>> start SUPPLIED MATERIAL

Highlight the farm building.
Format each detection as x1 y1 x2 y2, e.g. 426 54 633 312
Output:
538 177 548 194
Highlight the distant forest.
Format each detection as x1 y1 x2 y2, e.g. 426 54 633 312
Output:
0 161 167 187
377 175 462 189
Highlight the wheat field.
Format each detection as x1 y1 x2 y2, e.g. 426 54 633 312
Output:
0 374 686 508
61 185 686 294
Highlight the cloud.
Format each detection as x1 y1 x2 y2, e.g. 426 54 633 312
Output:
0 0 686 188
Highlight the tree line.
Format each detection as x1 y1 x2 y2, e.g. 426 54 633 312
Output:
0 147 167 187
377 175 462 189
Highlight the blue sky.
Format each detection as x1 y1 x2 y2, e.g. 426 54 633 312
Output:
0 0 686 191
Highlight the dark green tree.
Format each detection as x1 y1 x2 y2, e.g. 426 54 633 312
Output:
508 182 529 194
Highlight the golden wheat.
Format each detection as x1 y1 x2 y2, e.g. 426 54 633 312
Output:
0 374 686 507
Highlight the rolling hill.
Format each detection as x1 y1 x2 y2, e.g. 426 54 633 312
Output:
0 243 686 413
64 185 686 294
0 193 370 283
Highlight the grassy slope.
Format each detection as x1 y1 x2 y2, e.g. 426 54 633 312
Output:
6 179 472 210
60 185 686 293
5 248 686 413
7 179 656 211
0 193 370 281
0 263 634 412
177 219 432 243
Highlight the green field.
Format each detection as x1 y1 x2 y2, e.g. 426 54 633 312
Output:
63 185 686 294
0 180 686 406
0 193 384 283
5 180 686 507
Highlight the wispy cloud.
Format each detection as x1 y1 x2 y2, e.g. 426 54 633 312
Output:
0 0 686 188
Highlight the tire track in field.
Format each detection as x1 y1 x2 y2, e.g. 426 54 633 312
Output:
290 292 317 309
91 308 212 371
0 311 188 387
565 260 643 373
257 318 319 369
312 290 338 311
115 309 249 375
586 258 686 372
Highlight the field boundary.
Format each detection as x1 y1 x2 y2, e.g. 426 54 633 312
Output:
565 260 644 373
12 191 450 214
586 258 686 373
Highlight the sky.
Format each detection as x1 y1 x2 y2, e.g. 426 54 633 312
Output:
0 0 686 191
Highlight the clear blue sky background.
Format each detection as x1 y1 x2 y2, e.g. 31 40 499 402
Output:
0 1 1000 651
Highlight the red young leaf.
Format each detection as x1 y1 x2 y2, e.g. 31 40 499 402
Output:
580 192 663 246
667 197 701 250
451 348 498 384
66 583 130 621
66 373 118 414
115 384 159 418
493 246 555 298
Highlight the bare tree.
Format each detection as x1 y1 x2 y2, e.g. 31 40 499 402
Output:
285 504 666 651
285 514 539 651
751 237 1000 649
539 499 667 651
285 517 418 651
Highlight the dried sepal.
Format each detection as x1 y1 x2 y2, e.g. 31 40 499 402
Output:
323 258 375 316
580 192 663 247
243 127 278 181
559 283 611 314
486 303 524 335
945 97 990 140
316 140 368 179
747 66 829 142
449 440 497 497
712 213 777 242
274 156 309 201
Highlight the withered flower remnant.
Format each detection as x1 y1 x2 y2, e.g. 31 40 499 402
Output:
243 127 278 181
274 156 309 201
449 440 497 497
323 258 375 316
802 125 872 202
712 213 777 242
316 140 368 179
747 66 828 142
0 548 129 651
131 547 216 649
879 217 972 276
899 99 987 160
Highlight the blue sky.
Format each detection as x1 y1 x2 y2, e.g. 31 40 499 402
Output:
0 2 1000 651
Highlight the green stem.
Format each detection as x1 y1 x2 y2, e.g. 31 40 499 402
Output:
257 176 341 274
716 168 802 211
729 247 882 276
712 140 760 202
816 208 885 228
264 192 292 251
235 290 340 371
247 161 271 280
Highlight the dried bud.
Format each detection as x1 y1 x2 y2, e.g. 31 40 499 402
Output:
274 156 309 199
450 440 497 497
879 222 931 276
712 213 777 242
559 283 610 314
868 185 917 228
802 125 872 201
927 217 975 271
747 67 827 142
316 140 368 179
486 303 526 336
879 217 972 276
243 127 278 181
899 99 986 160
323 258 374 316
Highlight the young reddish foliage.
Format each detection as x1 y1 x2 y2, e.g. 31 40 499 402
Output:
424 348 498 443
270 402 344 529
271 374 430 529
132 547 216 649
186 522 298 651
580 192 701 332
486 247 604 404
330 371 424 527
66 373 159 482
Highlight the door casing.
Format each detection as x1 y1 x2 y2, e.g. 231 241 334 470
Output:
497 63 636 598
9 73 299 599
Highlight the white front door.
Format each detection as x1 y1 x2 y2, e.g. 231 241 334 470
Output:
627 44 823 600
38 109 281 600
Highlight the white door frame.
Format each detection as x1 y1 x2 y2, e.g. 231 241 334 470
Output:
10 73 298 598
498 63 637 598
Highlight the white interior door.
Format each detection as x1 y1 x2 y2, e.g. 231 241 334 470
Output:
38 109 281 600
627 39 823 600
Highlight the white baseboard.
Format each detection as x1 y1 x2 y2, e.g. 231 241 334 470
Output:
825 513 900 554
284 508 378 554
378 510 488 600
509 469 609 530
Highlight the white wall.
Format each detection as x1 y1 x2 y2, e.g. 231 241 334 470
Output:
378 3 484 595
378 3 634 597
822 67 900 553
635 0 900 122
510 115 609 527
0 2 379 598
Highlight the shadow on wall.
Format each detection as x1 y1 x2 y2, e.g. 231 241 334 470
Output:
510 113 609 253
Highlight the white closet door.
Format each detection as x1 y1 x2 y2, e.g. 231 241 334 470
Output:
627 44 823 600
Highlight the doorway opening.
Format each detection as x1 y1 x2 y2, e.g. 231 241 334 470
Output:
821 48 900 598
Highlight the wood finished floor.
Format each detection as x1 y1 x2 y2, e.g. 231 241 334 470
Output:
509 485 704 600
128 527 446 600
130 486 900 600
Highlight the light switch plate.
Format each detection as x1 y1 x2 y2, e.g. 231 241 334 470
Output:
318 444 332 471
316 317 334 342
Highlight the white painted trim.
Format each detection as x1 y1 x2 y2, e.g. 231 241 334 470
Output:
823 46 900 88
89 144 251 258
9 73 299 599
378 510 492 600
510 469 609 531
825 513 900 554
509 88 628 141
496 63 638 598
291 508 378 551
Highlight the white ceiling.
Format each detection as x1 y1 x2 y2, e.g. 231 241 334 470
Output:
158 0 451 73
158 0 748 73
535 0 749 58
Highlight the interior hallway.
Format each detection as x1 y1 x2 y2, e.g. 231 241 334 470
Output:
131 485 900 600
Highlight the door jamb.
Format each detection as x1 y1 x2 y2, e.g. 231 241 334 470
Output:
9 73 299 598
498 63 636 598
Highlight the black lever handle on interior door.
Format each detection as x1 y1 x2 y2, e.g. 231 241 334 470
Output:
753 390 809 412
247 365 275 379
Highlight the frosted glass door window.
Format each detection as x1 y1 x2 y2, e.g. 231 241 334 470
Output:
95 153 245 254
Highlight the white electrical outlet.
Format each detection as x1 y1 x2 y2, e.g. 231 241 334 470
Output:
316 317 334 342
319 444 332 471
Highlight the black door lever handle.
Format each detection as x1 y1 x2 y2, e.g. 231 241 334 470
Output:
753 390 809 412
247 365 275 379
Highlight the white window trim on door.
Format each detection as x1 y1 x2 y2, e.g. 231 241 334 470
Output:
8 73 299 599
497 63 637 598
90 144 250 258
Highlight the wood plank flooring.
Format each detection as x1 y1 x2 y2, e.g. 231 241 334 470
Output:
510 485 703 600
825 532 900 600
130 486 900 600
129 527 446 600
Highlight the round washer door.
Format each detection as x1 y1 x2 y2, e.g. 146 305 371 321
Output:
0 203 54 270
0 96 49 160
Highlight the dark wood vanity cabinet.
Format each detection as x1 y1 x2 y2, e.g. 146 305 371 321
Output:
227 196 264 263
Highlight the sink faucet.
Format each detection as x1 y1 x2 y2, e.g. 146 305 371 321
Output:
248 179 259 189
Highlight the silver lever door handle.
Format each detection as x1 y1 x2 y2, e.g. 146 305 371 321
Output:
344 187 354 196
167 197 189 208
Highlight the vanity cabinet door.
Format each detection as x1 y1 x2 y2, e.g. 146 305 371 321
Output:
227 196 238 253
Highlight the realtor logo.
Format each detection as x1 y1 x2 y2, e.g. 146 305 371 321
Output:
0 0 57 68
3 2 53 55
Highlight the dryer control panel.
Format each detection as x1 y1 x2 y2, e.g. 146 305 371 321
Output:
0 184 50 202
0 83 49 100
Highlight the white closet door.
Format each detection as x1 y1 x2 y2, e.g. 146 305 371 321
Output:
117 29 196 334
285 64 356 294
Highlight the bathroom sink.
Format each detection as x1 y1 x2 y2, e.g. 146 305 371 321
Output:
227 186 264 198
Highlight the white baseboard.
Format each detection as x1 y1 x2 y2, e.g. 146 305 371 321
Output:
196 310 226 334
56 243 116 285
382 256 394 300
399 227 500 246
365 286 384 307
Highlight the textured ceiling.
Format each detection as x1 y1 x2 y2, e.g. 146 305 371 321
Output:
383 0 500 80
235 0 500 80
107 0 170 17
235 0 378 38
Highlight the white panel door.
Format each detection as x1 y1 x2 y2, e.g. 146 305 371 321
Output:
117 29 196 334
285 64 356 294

>> end SUPPLIED MATERIAL

### WRITTEN PROBLEM
Could you format the lines of the records, from the line with "Highlight the door casing." to the line with "821 48 900 598", both included, as a Markdown table with the columns Row and Text, where Row numbers each line and Text holds the line, leaving out any blank lines?

### EXERCISE OUTPUT
| Row | Text |
|---|---|
| 1 | Highlight the door casing. |
| 2 | Format each detection as x1 y1 x2 y2, e.g. 231 241 334 470 |
| 3 | Output: |
| 4 | 497 63 636 598 |
| 5 | 9 73 299 599 |
| 6 | Highlight the white front door. |
| 7 | Format each detection as x1 y1 x2 y2, e.g. 231 241 334 470 |
| 8 | Output: |
| 9 | 627 44 823 600 |
| 10 | 38 109 281 600 |
| 11 | Highlight the white door frame. |
| 12 | Format each detection as x1 y1 x2 y2, e.g. 231 241 334 470 |
| 13 | Output: |
| 14 | 10 73 298 598 |
| 15 | 498 63 637 598 |
| 16 | Highlight the white interior door. |
| 17 | Format each detection as x1 y1 x2 y2, e.g. 231 241 334 470 |
| 18 | Output: |
| 19 | 38 109 281 600 |
| 20 | 627 39 823 600 |
| 21 | Highlight the white baseboard. |
| 22 | Format each detection as x1 y1 x2 y2, e.g. 231 241 334 470 |
| 23 | Output: |
| 24 | 825 513 900 554 |
| 25 | 284 508 378 554 |
| 26 | 378 510 488 600 |
| 27 | 509 469 609 530 |
| 28 | Highlight the white wall. |
| 29 | Format each detection as x1 y1 x2 y2, e.g. 231 241 334 470 |
| 30 | Output: |
| 31 | 378 3 484 595 |
| 32 | 378 3 634 597 |
| 33 | 822 67 900 553 |
| 34 | 635 0 900 122 |
| 35 | 510 115 609 527 |
| 36 | 0 2 379 598 |
| 37 | Highlight the shadow on wall. |
| 38 | Format each detection as x1 y1 x2 y2, e.g. 231 241 334 470 |
| 39 | Output: |
| 40 | 510 113 609 253 |
| 41 | Highlight the white closet door. |
| 42 | Format each detection as x1 y1 x2 y2, e.g. 231 241 334 470 |
| 43 | Output: |
| 44 | 627 44 823 600 |
| 45 | Highlight the doorway opening. |
| 46 | Format each detection as x1 y1 x2 y2, e.g. 231 241 334 470 |
| 47 | Output: |
| 48 | 821 48 900 598 |